-- Start of Data in this exercise --
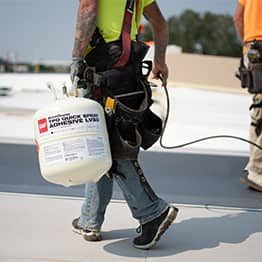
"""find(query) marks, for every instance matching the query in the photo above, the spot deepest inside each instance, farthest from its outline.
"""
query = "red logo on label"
(42, 125)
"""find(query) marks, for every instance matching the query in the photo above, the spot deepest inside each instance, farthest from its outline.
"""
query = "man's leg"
(97, 197)
(152, 212)
(254, 166)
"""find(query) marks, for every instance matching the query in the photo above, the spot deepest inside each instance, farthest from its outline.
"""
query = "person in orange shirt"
(248, 25)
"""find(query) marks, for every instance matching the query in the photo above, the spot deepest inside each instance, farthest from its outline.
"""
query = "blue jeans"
(142, 201)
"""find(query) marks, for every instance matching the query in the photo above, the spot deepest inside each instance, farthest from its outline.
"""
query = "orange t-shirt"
(252, 19)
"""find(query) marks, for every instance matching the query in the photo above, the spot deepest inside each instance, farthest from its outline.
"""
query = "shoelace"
(139, 229)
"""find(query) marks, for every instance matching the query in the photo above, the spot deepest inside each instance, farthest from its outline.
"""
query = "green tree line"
(207, 33)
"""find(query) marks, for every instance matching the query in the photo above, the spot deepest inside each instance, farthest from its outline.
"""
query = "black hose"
(197, 140)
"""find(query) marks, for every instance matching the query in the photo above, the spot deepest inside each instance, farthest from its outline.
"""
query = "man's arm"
(239, 21)
(160, 33)
(85, 26)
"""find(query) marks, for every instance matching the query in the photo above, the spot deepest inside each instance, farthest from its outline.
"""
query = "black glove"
(77, 68)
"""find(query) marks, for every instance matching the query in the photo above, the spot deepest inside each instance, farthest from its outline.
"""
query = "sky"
(33, 30)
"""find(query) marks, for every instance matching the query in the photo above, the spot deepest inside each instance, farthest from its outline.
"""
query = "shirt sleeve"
(242, 2)
(148, 2)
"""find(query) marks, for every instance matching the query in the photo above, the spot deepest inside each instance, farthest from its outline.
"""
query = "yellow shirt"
(252, 19)
(110, 18)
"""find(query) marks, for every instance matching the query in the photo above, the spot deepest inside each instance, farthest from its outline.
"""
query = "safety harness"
(117, 78)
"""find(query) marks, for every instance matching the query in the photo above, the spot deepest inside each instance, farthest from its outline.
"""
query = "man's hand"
(160, 32)
(160, 71)
(77, 68)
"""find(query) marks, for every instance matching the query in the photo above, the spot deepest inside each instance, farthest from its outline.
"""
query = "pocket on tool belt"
(256, 71)
(150, 129)
(125, 142)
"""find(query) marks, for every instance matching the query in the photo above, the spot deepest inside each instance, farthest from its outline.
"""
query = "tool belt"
(258, 122)
(130, 122)
(251, 75)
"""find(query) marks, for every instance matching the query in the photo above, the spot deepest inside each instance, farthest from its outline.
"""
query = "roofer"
(248, 24)
(108, 60)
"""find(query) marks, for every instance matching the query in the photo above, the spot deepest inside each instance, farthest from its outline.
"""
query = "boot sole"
(171, 216)
(244, 179)
(93, 236)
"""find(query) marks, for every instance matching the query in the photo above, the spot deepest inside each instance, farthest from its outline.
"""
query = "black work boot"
(87, 234)
(153, 230)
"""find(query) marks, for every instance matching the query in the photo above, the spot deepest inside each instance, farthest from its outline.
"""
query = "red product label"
(42, 125)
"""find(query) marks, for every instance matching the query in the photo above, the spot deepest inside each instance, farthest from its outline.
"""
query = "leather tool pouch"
(256, 78)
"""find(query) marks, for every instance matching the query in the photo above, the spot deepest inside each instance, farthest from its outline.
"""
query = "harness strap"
(125, 35)
(255, 106)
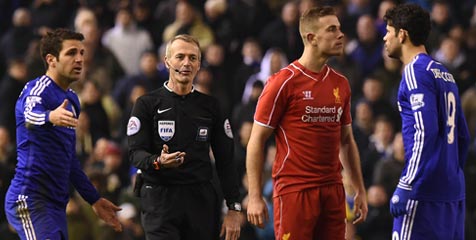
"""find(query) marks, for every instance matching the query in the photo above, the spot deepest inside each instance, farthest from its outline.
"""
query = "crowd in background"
(243, 43)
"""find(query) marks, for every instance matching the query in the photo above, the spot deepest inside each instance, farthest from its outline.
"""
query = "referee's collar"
(171, 90)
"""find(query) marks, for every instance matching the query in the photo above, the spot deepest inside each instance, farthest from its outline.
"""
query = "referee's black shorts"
(180, 212)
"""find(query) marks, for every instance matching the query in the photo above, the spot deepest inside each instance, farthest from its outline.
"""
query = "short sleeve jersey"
(435, 133)
(307, 110)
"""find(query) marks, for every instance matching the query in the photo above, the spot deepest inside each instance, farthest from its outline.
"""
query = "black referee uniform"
(181, 203)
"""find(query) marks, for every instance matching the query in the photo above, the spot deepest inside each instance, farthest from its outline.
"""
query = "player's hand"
(62, 117)
(360, 208)
(106, 211)
(398, 203)
(231, 225)
(257, 211)
(171, 160)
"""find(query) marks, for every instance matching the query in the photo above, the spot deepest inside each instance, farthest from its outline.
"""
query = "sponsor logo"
(166, 129)
(162, 111)
(395, 199)
(227, 128)
(336, 95)
(445, 76)
(322, 114)
(416, 100)
(133, 126)
(307, 95)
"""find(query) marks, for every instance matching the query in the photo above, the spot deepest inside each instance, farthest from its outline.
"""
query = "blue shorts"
(430, 220)
(35, 218)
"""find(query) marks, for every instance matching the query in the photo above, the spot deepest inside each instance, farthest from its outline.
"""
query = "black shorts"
(180, 212)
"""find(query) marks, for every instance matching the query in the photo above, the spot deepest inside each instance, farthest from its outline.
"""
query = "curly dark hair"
(52, 42)
(412, 18)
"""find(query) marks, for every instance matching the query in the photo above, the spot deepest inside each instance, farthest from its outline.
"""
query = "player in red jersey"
(307, 106)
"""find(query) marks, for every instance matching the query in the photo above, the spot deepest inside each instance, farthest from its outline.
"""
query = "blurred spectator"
(127, 41)
(164, 14)
(274, 60)
(363, 125)
(84, 16)
(7, 167)
(252, 55)
(47, 15)
(10, 87)
(15, 42)
(373, 92)
(91, 103)
(189, 21)
(84, 140)
(451, 55)
(345, 65)
(378, 225)
(442, 21)
(249, 17)
(366, 49)
(99, 62)
(388, 169)
(390, 73)
(214, 61)
(80, 223)
(221, 23)
(148, 76)
(142, 10)
(379, 22)
(283, 32)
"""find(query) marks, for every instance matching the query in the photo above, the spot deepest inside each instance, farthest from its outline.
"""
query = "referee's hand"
(257, 211)
(232, 225)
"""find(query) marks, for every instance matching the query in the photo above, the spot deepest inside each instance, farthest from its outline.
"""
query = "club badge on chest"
(166, 129)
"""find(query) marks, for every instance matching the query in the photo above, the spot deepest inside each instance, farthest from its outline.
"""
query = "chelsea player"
(46, 115)
(429, 201)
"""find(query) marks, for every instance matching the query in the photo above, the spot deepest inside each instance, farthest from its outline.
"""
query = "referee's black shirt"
(191, 124)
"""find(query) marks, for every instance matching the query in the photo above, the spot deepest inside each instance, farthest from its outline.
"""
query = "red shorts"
(315, 213)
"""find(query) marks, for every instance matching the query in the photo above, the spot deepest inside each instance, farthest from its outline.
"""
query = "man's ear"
(310, 38)
(402, 35)
(51, 60)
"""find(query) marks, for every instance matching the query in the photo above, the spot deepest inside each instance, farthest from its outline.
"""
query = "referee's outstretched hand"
(106, 211)
(232, 225)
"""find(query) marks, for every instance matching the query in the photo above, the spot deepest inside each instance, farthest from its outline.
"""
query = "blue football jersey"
(47, 161)
(434, 130)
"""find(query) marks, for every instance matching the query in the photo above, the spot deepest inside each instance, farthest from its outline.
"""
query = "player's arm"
(464, 138)
(257, 210)
(420, 92)
(351, 161)
(222, 147)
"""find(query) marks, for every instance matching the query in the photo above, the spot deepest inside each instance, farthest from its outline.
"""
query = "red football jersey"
(307, 110)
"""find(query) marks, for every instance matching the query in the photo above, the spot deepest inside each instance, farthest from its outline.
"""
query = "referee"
(170, 133)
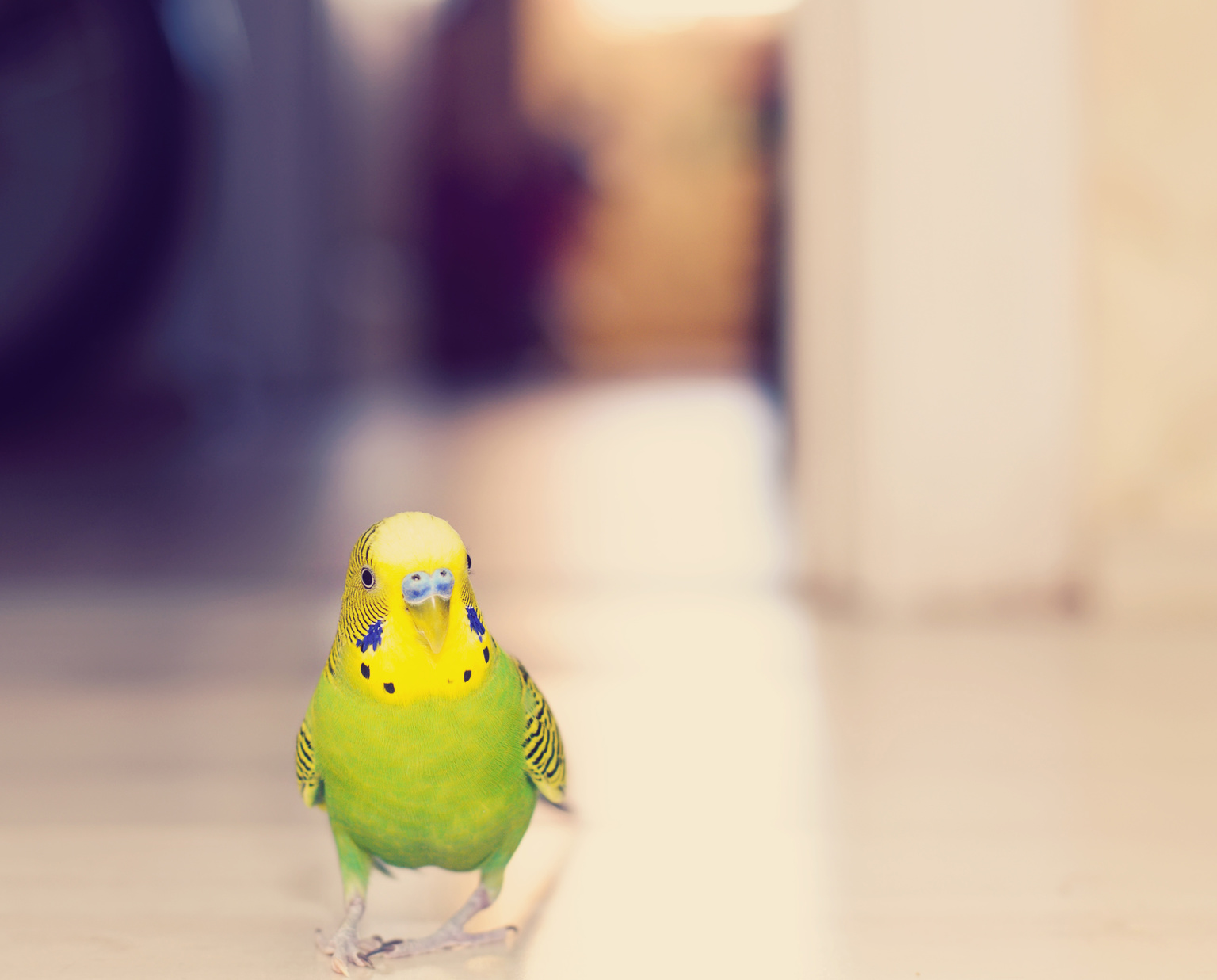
-- End of Data in this exercise --
## [Challenge]
Gather every line above that contains the word "tool".

## [Response to the exercise]
query = "pocket on tool belt"
query = "tool belt"
query = "leather tool pouch"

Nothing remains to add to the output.